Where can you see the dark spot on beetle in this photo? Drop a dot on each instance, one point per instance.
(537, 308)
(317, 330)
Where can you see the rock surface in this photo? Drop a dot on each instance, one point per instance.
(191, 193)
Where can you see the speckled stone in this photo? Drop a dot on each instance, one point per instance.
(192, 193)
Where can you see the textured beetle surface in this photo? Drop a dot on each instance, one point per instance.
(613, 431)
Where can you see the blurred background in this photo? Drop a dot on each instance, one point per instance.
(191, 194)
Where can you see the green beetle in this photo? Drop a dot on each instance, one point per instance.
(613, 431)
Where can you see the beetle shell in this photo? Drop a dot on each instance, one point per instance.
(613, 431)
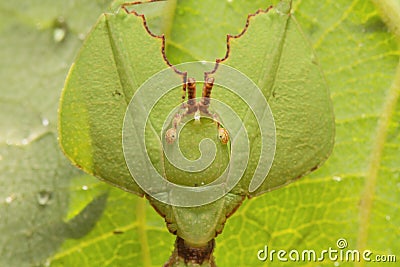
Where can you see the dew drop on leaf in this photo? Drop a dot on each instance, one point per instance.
(43, 197)
(337, 178)
(9, 199)
(60, 30)
(45, 122)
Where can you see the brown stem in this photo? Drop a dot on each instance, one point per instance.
(186, 255)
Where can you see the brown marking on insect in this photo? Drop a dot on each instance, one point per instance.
(206, 94)
(223, 135)
(192, 255)
(170, 135)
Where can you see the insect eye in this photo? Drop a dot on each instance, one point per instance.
(170, 135)
(223, 135)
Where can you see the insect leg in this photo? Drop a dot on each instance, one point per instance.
(205, 96)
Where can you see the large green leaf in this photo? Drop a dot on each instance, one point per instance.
(355, 195)
(36, 181)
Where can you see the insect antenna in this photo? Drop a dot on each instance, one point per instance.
(191, 103)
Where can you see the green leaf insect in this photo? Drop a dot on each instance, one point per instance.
(263, 119)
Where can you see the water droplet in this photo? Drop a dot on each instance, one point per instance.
(43, 197)
(60, 30)
(9, 199)
(45, 122)
(337, 178)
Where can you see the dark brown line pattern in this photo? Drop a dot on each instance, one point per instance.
(230, 36)
(162, 37)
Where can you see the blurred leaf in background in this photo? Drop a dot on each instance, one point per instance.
(44, 201)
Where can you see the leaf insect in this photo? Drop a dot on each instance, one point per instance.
(91, 116)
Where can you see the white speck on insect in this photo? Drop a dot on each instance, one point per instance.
(9, 199)
(197, 116)
(337, 178)
(59, 34)
(45, 122)
(43, 197)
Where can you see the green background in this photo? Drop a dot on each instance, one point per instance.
(53, 215)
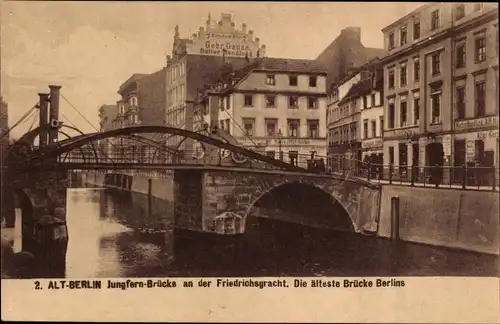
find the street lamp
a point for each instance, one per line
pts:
(280, 136)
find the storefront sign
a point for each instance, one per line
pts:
(407, 132)
(485, 135)
(284, 142)
(372, 143)
(476, 123)
(447, 145)
(225, 40)
(470, 149)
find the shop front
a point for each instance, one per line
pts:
(297, 151)
(344, 156)
(476, 147)
(402, 149)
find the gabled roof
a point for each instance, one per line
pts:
(133, 78)
(291, 65)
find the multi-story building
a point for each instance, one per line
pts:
(107, 121)
(143, 102)
(197, 61)
(441, 86)
(276, 105)
(356, 99)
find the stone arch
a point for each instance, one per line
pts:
(27, 207)
(332, 205)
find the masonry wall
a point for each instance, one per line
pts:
(467, 220)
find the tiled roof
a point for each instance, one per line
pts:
(358, 89)
(291, 65)
(133, 78)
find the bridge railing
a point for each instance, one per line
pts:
(458, 177)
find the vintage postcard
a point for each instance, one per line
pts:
(250, 161)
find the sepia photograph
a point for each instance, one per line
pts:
(249, 139)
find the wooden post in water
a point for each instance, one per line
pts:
(395, 218)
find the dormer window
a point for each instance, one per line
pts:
(270, 79)
(133, 101)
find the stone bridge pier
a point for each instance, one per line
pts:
(218, 201)
(41, 197)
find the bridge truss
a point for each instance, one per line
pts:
(136, 147)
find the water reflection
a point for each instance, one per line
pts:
(119, 234)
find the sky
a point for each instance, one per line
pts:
(90, 48)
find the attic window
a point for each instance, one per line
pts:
(270, 79)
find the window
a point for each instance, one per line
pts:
(249, 126)
(459, 11)
(391, 79)
(416, 110)
(460, 104)
(403, 114)
(270, 101)
(480, 98)
(374, 128)
(460, 56)
(248, 100)
(391, 154)
(221, 104)
(293, 127)
(478, 6)
(416, 29)
(480, 49)
(312, 103)
(365, 129)
(416, 70)
(271, 125)
(402, 75)
(270, 79)
(391, 41)
(313, 81)
(293, 102)
(391, 116)
(403, 32)
(434, 20)
(313, 128)
(436, 106)
(436, 64)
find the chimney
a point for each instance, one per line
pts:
(44, 116)
(352, 33)
(54, 113)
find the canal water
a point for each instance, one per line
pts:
(118, 234)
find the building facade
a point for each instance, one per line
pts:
(143, 102)
(345, 52)
(277, 106)
(196, 62)
(107, 121)
(354, 116)
(440, 80)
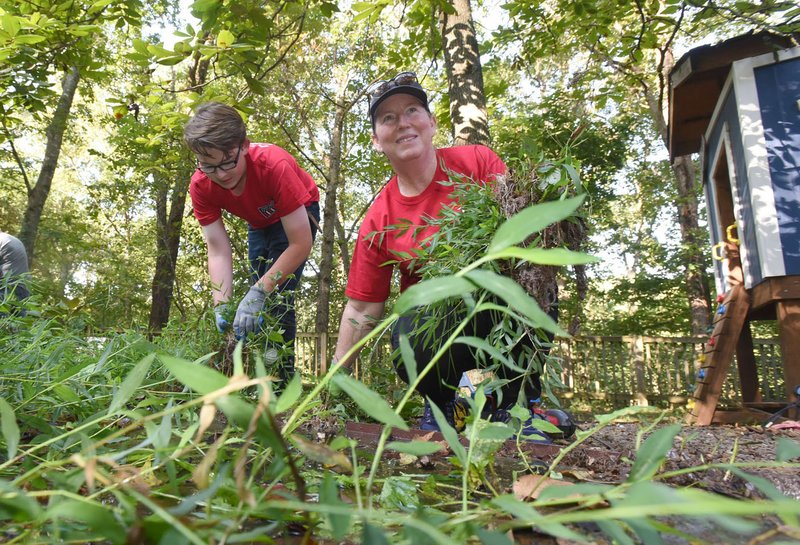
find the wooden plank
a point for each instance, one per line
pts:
(721, 357)
(746, 362)
(789, 327)
(775, 289)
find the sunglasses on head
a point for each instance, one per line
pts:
(377, 89)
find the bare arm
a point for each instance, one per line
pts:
(358, 319)
(298, 233)
(220, 260)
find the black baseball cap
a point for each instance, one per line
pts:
(404, 82)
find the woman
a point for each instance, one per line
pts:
(403, 129)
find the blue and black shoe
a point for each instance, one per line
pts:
(428, 421)
(526, 430)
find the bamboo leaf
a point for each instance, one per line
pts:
(409, 360)
(329, 495)
(515, 297)
(415, 448)
(374, 535)
(652, 453)
(202, 380)
(131, 383)
(430, 291)
(492, 537)
(787, 449)
(370, 402)
(238, 364)
(99, 519)
(532, 220)
(9, 427)
(290, 395)
(322, 453)
(450, 435)
(16, 505)
(558, 257)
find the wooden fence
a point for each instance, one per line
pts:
(618, 370)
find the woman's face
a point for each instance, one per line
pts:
(404, 129)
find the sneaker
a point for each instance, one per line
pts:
(559, 418)
(428, 421)
(526, 429)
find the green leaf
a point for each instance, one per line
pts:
(524, 512)
(450, 434)
(532, 220)
(131, 383)
(495, 431)
(409, 360)
(583, 489)
(652, 453)
(16, 505)
(415, 448)
(787, 449)
(558, 257)
(225, 39)
(430, 291)
(203, 6)
(171, 61)
(97, 518)
(329, 495)
(491, 537)
(202, 380)
(516, 297)
(10, 24)
(9, 427)
(290, 395)
(370, 402)
(615, 530)
(399, 493)
(29, 39)
(66, 393)
(238, 364)
(493, 352)
(373, 535)
(140, 46)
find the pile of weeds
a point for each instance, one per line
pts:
(121, 441)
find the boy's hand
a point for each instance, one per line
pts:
(219, 317)
(333, 388)
(247, 319)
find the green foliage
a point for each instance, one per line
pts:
(162, 463)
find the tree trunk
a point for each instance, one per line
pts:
(329, 214)
(168, 228)
(37, 196)
(168, 238)
(464, 76)
(694, 271)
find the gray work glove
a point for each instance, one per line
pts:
(333, 388)
(219, 317)
(247, 315)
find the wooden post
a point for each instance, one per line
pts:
(638, 369)
(746, 362)
(322, 353)
(788, 312)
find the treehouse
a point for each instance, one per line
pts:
(737, 104)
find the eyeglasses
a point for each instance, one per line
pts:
(223, 166)
(377, 89)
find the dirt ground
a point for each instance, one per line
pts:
(606, 457)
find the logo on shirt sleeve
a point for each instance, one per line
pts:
(268, 209)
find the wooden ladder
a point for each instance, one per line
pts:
(729, 321)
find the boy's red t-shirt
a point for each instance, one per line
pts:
(275, 187)
(370, 275)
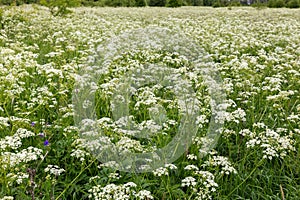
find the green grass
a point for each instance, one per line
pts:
(255, 51)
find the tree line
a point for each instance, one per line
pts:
(160, 3)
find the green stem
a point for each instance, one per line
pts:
(74, 180)
(260, 163)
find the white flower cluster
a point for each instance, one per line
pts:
(222, 162)
(273, 143)
(54, 169)
(80, 154)
(119, 192)
(10, 159)
(202, 183)
(164, 171)
(7, 198)
(14, 141)
(18, 177)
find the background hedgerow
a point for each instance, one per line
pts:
(42, 155)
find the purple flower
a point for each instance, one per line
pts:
(41, 134)
(46, 143)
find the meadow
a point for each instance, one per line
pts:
(44, 152)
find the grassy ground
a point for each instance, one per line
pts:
(256, 52)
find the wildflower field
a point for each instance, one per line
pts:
(220, 85)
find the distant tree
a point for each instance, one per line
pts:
(157, 2)
(174, 3)
(140, 3)
(276, 3)
(293, 4)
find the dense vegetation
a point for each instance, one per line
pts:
(43, 154)
(167, 3)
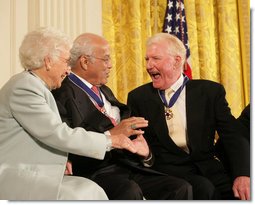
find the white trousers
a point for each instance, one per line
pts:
(79, 188)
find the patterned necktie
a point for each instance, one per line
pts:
(96, 91)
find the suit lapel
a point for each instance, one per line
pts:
(156, 112)
(124, 110)
(195, 113)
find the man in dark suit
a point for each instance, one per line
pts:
(181, 130)
(96, 109)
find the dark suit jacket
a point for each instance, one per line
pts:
(244, 120)
(207, 111)
(77, 110)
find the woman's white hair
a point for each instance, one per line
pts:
(41, 43)
(174, 45)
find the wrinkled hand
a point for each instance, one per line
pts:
(69, 170)
(141, 146)
(121, 141)
(130, 126)
(241, 187)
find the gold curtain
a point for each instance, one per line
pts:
(219, 37)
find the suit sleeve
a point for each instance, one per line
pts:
(236, 147)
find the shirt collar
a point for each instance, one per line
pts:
(177, 84)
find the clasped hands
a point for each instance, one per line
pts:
(120, 138)
(132, 126)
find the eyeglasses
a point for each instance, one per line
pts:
(67, 61)
(106, 60)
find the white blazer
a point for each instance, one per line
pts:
(34, 142)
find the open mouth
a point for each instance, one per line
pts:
(155, 75)
(63, 77)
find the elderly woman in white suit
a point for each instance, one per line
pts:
(34, 143)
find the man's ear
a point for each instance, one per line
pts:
(178, 60)
(84, 62)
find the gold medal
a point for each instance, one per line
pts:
(168, 113)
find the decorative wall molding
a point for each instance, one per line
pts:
(18, 17)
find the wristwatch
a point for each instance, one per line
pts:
(108, 143)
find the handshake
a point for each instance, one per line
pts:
(120, 136)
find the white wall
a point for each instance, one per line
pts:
(17, 17)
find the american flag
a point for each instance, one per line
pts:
(175, 23)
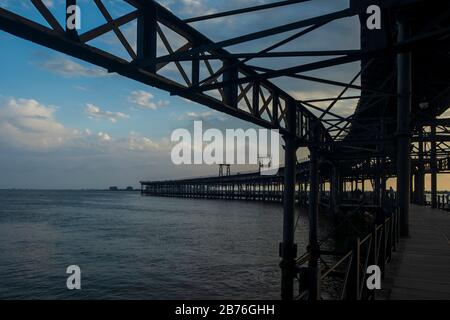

To do. Report each line in the items above that contains the string "brown". Case counts.

Right answer.
Where can you see the brown stem in this photo? Drop a dot on each instance, one point per instance.
Where can you see the brown marking on insect in this photo? Drop a dot on each instance, one point per instance.
Where can you see the dark brown line pattern in this photo? Drop a dot on each instance, one point per instance.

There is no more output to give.